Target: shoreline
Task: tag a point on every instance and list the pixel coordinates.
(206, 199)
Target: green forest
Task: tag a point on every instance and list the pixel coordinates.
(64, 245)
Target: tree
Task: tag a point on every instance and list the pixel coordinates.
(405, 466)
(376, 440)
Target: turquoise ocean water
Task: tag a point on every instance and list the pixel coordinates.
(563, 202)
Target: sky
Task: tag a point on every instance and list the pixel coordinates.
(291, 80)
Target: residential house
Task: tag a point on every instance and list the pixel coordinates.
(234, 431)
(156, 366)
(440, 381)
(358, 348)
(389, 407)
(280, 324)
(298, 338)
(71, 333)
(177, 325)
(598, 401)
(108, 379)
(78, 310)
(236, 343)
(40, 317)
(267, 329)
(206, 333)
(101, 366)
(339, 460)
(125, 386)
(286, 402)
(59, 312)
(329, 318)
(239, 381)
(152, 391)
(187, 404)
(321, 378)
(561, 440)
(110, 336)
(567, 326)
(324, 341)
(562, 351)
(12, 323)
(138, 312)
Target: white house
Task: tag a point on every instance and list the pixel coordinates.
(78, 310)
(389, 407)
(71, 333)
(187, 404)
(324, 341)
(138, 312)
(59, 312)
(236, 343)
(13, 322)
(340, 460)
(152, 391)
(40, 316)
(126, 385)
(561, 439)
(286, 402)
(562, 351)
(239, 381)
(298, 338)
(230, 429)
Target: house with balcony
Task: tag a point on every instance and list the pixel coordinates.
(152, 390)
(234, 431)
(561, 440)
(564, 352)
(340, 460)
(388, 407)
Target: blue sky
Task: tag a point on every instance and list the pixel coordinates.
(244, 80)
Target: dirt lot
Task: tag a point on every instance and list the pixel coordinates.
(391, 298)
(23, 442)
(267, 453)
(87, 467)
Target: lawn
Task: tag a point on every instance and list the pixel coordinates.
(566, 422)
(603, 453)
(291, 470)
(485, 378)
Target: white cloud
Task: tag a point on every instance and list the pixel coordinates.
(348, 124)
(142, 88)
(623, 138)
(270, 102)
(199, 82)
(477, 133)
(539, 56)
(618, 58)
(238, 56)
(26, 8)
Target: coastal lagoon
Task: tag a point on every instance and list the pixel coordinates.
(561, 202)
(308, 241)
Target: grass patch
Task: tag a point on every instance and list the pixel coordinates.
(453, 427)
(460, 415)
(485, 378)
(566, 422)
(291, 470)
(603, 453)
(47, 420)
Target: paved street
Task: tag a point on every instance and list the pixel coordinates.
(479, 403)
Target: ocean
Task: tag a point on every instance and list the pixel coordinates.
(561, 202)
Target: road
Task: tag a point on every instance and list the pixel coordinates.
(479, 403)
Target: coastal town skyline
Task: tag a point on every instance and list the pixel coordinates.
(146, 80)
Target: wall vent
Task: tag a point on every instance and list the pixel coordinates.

Exercise instructions:
Transcribe the data above completely and exactly.

Result for this task:
Target: shoreline
Task: tag a point on every instance and list the pixel coordinates.
(206, 199)
Target: green forest
Task: tag a point on every instance and list the pixel coordinates.
(64, 245)
Target: tree
Task: tag a point on every instance and list the pixel coordinates.
(405, 466)
(376, 440)
Target: turquoise ocean water
Task: tag a point on every instance and list the pixel coordinates.
(563, 202)
Target: sky
Task: tag a point on every instance and list the pixel coordinates.
(291, 80)
Target: residential house
Task: tag a point on every instance and list the pixel coordinates.
(234, 431)
(156, 366)
(440, 381)
(358, 348)
(389, 407)
(280, 324)
(298, 338)
(71, 333)
(177, 325)
(598, 401)
(108, 379)
(78, 310)
(236, 343)
(40, 317)
(267, 329)
(206, 333)
(101, 366)
(339, 460)
(125, 386)
(286, 402)
(59, 312)
(329, 318)
(239, 381)
(152, 391)
(187, 404)
(321, 378)
(561, 440)
(110, 336)
(567, 326)
(324, 341)
(562, 351)
(12, 323)
(138, 312)
Target: white house
Task: tag a point on every instance and list the pixel coordinates.
(78, 310)
(389, 407)
(71, 333)
(187, 404)
(324, 341)
(138, 312)
(59, 312)
(236, 343)
(13, 322)
(340, 460)
(152, 391)
(40, 316)
(126, 385)
(561, 439)
(286, 402)
(562, 351)
(239, 381)
(298, 338)
(230, 429)
Target: house with balcony
Task: tag a point on every instance and list the pixel coordinates.
(152, 390)
(234, 431)
(561, 440)
(564, 352)
(340, 460)
(388, 407)
Target: blue sky
Task: tag a point on every instance and list the pixel coordinates.
(244, 80)
Target: dirt lot
Task: tag a point on every instance and list the pixel coordinates.
(391, 298)
(23, 442)
(267, 453)
(87, 467)
Target: lawn
Task: tag a point on every instance and list the pixel coordinates.
(566, 422)
(603, 453)
(291, 470)
(485, 378)
Target: white cloud
Task: tag a point on every instance and list the pixel coordinates.
(348, 124)
(142, 88)
(623, 138)
(270, 102)
(199, 82)
(477, 133)
(539, 56)
(618, 58)
(238, 56)
(26, 8)
Target: coastal lagoon
Task: tag a point on every instance and list the pixel coordinates.
(561, 202)
(308, 241)
Target: grass patch
Task: tag a point on every instance and list the pixel coordinates.
(453, 427)
(460, 415)
(485, 378)
(566, 422)
(291, 470)
(603, 453)
(47, 420)
Target: paved street
Task: tag a point on every instance and list the pixel coordinates.
(479, 403)
Target: ocean
Task: tag a point on every instance and list the pixel coordinates.
(561, 202)
Target: road
Task: tag a point on every instance and list the pixel coordinates.
(479, 403)
Target: coastal town skyline
Task: tag a point on every instance and list the pixel coordinates.
(146, 80)
Target: wall vent
Task: tag a point on every instance and list the pixel coordinates.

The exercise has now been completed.